> [DATA FOR PROCESSING]
- - -

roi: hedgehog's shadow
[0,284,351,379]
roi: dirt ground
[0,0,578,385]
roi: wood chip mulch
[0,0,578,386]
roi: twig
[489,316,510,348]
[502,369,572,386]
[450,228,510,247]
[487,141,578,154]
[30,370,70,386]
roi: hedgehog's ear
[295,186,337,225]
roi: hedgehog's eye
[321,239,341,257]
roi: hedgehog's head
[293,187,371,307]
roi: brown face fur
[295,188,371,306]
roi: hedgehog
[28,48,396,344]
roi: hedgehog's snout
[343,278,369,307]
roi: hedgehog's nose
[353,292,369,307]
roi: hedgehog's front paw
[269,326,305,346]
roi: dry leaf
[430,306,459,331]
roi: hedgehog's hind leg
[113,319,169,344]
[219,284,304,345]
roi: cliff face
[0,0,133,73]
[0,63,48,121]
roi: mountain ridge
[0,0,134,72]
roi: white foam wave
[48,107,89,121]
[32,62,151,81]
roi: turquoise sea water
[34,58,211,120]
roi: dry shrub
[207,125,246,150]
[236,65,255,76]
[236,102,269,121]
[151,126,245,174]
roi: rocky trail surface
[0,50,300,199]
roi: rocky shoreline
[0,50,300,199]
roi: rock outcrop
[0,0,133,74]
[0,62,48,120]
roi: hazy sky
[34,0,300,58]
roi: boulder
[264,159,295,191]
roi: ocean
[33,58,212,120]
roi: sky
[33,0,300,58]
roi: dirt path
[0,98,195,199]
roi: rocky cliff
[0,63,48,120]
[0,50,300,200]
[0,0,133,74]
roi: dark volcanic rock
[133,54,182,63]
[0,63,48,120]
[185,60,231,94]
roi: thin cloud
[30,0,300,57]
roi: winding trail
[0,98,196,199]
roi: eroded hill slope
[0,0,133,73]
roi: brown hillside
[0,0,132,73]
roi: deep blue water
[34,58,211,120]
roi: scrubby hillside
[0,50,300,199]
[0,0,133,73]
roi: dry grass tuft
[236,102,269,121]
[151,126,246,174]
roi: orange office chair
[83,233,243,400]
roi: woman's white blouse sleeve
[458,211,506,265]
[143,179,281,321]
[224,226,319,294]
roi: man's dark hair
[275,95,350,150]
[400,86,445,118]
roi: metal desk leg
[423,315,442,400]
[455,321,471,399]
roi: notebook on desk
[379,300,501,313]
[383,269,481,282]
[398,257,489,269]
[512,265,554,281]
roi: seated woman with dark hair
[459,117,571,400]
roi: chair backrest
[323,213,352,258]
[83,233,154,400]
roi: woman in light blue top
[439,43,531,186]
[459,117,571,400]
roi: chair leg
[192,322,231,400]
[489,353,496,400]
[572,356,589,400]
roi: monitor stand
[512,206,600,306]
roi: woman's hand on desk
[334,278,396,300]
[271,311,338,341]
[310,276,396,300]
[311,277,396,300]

- - -

> [AIM] Repeat the lines above verbatim, beginning with the line that contains "roi: scrubby hillside" and continuing through the final line, both included.

> [TASK RESULT]
roi: scrubby hillside
[0,50,300,199]
[0,0,133,73]
roi: dry grass tuft
[236,102,269,121]
[151,126,246,174]
roi: orange office chair
[83,233,243,400]
roi: woman's white blouse sleeve
[458,211,506,265]
[143,179,281,321]
[224,226,319,294]
roi: man's dark hair
[275,95,350,150]
[400,86,445,118]
roi: metal desk leg
[423,315,442,400]
[455,321,471,399]
roi: notebook on desk
[379,300,501,313]
[383,269,481,282]
[398,257,489,269]
[512,265,554,281]
roi: seated woman with dark hair
[459,117,571,400]
roi: chair backrest
[323,213,352,258]
[83,233,154,400]
roi: woman in light blue top
[439,43,531,186]
[459,117,571,400]
roi: chair leg
[192,322,231,400]
[489,353,496,400]
[572,356,589,400]
roi: monitor stand
[512,206,600,306]
roi: woman's hand on desk
[334,278,396,300]
[271,311,338,341]
[310,276,396,300]
[311,277,396,300]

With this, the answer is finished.